(DATASET RECORDS):
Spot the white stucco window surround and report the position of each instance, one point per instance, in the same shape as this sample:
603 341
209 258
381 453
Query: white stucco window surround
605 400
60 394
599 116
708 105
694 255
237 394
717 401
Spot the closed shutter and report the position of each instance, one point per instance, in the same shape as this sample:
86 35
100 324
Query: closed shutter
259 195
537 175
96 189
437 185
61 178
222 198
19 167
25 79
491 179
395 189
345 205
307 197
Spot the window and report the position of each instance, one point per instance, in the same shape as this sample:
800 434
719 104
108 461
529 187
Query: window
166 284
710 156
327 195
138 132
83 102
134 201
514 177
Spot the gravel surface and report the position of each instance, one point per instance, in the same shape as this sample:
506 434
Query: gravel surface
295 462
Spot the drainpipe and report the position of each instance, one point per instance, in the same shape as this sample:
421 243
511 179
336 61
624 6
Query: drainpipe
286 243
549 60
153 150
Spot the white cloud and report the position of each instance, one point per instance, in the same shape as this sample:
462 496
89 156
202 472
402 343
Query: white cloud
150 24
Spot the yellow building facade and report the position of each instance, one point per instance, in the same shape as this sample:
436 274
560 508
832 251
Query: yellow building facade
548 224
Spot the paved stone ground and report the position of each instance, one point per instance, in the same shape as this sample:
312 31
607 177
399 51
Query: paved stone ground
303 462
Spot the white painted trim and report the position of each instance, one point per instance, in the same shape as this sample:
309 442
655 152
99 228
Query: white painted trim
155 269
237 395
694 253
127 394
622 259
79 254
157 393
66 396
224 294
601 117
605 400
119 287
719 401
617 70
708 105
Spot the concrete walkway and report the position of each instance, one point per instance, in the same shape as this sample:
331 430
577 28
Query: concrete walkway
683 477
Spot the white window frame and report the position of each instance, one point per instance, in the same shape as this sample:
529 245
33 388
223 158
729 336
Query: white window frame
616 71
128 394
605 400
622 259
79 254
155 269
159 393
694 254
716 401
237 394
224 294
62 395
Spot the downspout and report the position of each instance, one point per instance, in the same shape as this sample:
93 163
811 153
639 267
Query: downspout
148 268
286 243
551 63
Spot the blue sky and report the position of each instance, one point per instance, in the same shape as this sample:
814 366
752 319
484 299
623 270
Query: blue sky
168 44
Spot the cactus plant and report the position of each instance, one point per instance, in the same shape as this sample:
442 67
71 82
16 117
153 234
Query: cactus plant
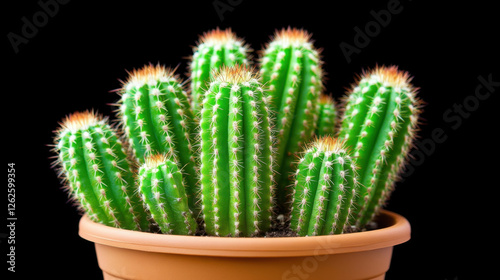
157 118
380 121
291 68
327 116
214 49
236 155
163 192
324 189
97 171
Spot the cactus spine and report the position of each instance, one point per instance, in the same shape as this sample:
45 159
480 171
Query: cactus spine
380 120
324 189
163 192
215 49
236 155
327 116
97 171
157 118
291 68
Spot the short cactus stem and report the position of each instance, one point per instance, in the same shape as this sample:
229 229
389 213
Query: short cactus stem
380 122
157 118
324 189
97 171
215 49
327 116
163 193
236 155
291 68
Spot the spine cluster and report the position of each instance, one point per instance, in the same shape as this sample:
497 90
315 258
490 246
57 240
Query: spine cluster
324 189
163 193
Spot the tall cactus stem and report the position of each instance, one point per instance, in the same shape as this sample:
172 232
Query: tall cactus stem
324 189
163 193
236 155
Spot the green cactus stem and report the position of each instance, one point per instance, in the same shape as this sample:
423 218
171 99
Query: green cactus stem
327 116
214 49
324 189
291 68
163 193
157 118
97 171
380 122
236 155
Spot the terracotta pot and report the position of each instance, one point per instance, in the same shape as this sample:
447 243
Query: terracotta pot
125 254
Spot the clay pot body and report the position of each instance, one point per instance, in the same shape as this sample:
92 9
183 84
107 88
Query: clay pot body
124 254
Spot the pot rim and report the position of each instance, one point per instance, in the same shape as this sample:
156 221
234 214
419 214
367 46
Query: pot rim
396 231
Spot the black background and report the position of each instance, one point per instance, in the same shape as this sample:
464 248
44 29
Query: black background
75 59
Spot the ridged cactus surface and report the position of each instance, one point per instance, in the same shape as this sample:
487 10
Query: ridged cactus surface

(YOUR TASK): Reproduce all of the data above word for word, without the pictures.

(RESPONSE TO THE TASK):
Spot the white stucco window surround and report the position of each instance, one point per instance, in the same shape as this sample:
603 341
209 258
381 453
Query: white stucco window surround
605 400
60 394
599 116
708 105
694 255
237 394
717 401
Spot the closed shutter and report the position of each instance, one point per instance, in the same shape as this sample:
86 35
100 324
Query: closed shutter
259 195
537 175
96 189
437 185
61 178
222 198
19 167
25 79
491 179
395 189
345 205
307 197
Spot the window and report the position of each instance, one point per instance, in the same shape as this sample:
800 434
719 104
108 461
529 187
Query: window
166 284
710 156
327 195
138 132
83 102
134 201
514 177
Spot the gravel surface and report the position of each instance, one point per instance, in the same shape as this sample:
506 434
Query: gravel surface
295 462
Spot the drainpipe and report the position of each instance, one point per instance, in the same shape as this sample:
421 243
511 179
336 61
624 6
Query: drainpipe
286 243
549 60
153 150
Spot the white cloud and report the position of each instance, one point per instance, in the same shape as this sample:
462 496
89 156
202 472
402 343
Query: white cloud
150 24
Spot the yellow building facade and report the position of each instance, one point per instance, in the same shape as this sample:
436 274
560 508
832 251
Query: yellow building facade
548 224
Spot the paved stone ground and report the position of each instance, one point per instance, in the same shape as this sample:
312 31
607 177
399 51
Query: paved stone ground
303 462
Spot the white painted trim and report the position of each instance, one point per instance, in the same shape as this sample:
309 442
655 152
99 228
Query: white painted trim
155 269
237 395
694 253
127 394
622 259
79 254
157 393
66 396
224 294
601 117
605 400
119 287
719 401
617 70
708 105
Spot the concrete walkway and report the position of each instance, one point per instance, in the same shape as this sample:
331 430
577 28
Query: concrete walkway
683 477
Spot the white window frame and report the position of each instance, one point per instance, in the same shape as this sample:
529 245
33 388
223 158
729 336
Query: white window frame
616 71
128 394
605 400
622 259
79 254
155 269
159 393
694 254
716 401
237 394
224 294
62 395
Spot the downspout and report the position of each instance, one point per instance, in the same shape as this sample:
93 163
811 153
639 267
Query: downspout
148 268
286 243
551 63
Spot the blue sky and report the position of each instance, one point per instance, in the same shape as this sample:
814 366
752 319
484 299
623 270
Query: blue sky
168 44
Spot the cactus plant and report the position of each instance, one point per instance, in the same shape as this sample:
442 67
71 82
16 117
153 234
Query: cactus plant
157 118
380 121
291 68
327 116
214 49
236 155
163 192
324 189
97 171
Spot the cactus spine and report the position of each instance, one point per instance, in the same shape as this sample:
45 159
480 171
Query: cactus spine
380 120
324 189
163 192
215 49
236 155
327 116
97 171
157 118
291 68
Spot the short cactus stem and report the position of each instance, one point per instance, in the same shape as this sample:
229 229
389 213
Query: short cactus stem
380 122
157 118
324 189
97 171
215 49
327 116
163 193
236 155
291 68
Spot the spine cluster and report the position of each instance, one point per instance, in the same shape as this sample:
497 90
315 258
490 246
57 240
Query: spine cluster
324 189
163 193
Spot the tall cactus stem and report the position of each instance, one point per instance, in the same shape as this sample:
172 232
Query: tall cactus stem
324 189
163 193
236 155
Spot the green cactus stem and report the position of each instance, one point per instance, in the same shape as this sample:
423 218
171 99
Query: green cactus stem
327 116
214 49
324 189
291 68
163 193
157 118
97 171
380 122
236 155
Spot the terracotta pot and report the position of each instance, one point per instance, in the same shape as this sample:
447 243
Query: terracotta pot
125 254
Spot the clay pot body and report the position of each instance, one point per instance, in the same shape as this sample:
92 9
183 84
107 88
Query: clay pot body
124 254
Spot the pot rim and report the position of each instance, one point per instance, in the same shape as this sample:
156 221
234 214
419 214
367 46
Query: pot rim
396 231
Spot the black background and report the position of each instance, one point per instance, in the same shape as this sample:
464 248
44 29
Query: black background
75 59
Spot the ridged cactus surface and report the position of each instance, one point per instance, in the same shape as this sample:
487 10
Query: ridged cactus surface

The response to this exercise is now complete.